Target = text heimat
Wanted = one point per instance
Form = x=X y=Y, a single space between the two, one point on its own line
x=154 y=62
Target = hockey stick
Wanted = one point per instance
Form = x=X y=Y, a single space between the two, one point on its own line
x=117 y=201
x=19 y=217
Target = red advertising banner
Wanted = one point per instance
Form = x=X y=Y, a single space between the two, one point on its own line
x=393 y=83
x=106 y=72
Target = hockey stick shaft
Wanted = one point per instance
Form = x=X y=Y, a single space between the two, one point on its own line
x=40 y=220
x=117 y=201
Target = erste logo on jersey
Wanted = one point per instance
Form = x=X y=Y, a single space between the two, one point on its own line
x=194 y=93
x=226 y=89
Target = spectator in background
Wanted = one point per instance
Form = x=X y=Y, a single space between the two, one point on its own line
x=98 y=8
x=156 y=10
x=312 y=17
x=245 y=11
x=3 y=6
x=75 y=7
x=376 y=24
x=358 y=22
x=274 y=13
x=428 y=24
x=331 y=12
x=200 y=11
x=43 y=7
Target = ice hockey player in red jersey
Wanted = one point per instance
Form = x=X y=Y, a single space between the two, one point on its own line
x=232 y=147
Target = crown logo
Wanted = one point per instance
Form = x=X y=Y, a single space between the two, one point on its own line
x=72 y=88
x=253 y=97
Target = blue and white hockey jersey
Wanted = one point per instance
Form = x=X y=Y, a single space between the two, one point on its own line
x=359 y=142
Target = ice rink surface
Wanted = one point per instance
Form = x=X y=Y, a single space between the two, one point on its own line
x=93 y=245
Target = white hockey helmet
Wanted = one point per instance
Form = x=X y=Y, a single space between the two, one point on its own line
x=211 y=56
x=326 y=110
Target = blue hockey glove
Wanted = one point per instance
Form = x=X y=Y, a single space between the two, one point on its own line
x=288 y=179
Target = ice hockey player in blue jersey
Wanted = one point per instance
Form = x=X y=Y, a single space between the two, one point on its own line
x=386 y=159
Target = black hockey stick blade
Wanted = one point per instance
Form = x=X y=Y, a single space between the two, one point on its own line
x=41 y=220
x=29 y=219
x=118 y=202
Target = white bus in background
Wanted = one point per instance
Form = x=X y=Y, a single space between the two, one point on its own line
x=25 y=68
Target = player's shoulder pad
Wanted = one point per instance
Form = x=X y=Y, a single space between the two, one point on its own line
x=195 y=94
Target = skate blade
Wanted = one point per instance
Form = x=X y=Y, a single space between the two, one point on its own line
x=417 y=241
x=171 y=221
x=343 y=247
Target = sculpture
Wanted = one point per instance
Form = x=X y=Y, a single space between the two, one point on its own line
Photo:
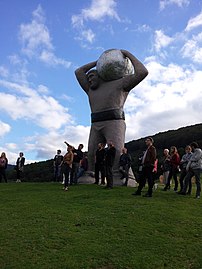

Written problem:
Retype the lines of the records verbatim, beginning with the line that contains "Target = erste logo on jersey" and continuing through the line that contains "x=232 y=147", both of those lines included.

Answer to the exercise:
Target = erste logo on jersey
Wanted = one point per instance
Form = x=X y=Y, a single space between the two, one point on its own line
x=194 y=93
x=226 y=89
Target = spectator in background
Wanted = one point per instance
Form = x=X y=Y, a single space between the two, one point on its own line
x=98 y=8
x=156 y=10
x=312 y=17
x=245 y=11
x=3 y=6
x=75 y=7
x=376 y=24
x=358 y=22
x=274 y=13
x=428 y=24
x=331 y=12
x=200 y=11
x=43 y=7
Target = ice hockey player in red jersey
Wanted = one point per instance
Form = x=X y=Y, a single space between the two, one point on its own line
x=232 y=147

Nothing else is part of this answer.